Material provided =
*****
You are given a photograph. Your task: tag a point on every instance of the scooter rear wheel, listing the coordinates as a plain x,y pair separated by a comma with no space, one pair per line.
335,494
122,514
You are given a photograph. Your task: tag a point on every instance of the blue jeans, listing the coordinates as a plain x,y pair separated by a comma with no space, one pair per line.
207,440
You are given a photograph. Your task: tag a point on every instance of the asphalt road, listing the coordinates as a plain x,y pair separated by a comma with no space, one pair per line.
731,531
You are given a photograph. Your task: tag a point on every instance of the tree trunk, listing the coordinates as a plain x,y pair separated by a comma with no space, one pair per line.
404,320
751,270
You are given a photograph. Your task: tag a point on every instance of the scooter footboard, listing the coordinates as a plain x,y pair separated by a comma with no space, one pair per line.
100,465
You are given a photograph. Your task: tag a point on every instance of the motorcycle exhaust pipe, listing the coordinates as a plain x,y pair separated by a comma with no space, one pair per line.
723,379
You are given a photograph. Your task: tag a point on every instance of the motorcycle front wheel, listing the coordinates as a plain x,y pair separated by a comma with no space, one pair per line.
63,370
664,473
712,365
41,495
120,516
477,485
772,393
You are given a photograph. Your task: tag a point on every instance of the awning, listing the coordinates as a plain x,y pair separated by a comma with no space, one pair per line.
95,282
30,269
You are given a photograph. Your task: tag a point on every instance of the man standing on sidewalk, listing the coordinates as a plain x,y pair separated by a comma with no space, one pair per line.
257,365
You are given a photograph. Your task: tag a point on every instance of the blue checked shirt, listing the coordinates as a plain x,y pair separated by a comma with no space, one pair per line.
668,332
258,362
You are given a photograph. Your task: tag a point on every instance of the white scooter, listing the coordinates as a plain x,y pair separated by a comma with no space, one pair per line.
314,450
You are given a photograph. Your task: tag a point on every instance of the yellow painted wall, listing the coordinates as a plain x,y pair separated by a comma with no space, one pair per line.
*****
Task statement =
Give the entries again in full, exactly as they are written.

Solution below =
You are given a photograph. Your task: tag a point on every instance of the scooter rear wheel, listing the coordinates as a plain x,y pair separated by a comma with no space, one pair per line.
335,494
122,514
You are given a photograph. Your task: tag a point on every instance of the blue jeans, listing the coordinates as a plain x,y pair separated by a comma with no space, one pair per line.
207,440
You are given a photograph. Your task: tag a point on every instance of the asphalt road, listing the coordinates as a plain x,y pair separated by a comma with no space, one pair per line.
731,531
You are given a photograph. Your task: tag a point on every instance of the tree trunk, listing the coordinates as a plain x,y pair separated by a comma with no space, one pair per line.
404,320
751,270
You are given a photograph. Your task: tag a point on every instance of the scooter footboard, listing the coordinates as a plain x,y pair separated by a comma with no space, one pair per line.
100,465
You are given a photograph. Your task: tag a point on every instance of the motorcycle exhaust pipe, listing the coordinates as a plain x,y pair separated by a comma with no space, one pair per line.
723,379
You are given a photograph. Your task: tag a point on every instance of the motorcycle front wheel, listing the coordinates as a plain x,y pair separated by a comma with no space, one pair per line.
63,370
664,473
712,365
41,495
120,516
477,485
772,393
You are given a photograph. Your task: tag a point on every instance of the awning, listing the coordinates as a plain x,y pair separated by a comma with no space, one pair per line.
95,282
30,269
You are given a photograph. Your task: tag a point on every instance of the man standing on sidewalk, listing the coordinates as a plain x,y pair separated by a comma with no space, one pair per line.
257,365
You are given a photograph. Your task: tag a point on every instance of the blue checked shirt, listing the coordinates as a plain x,y pair separated by a comma with no space, one pair per line.
668,332
258,362
You are given a photograph. Your task: tag a point on every instance of the white scooter, listing the coordinates as a plain x,y pair separated by a comma with no space, one pair per line.
314,450
You are given a photograph. Your task: tag a point on every instance of the yellow painted wall, listing the coordinates as a plain x,y pair separated by a comma with no space, one pair per line.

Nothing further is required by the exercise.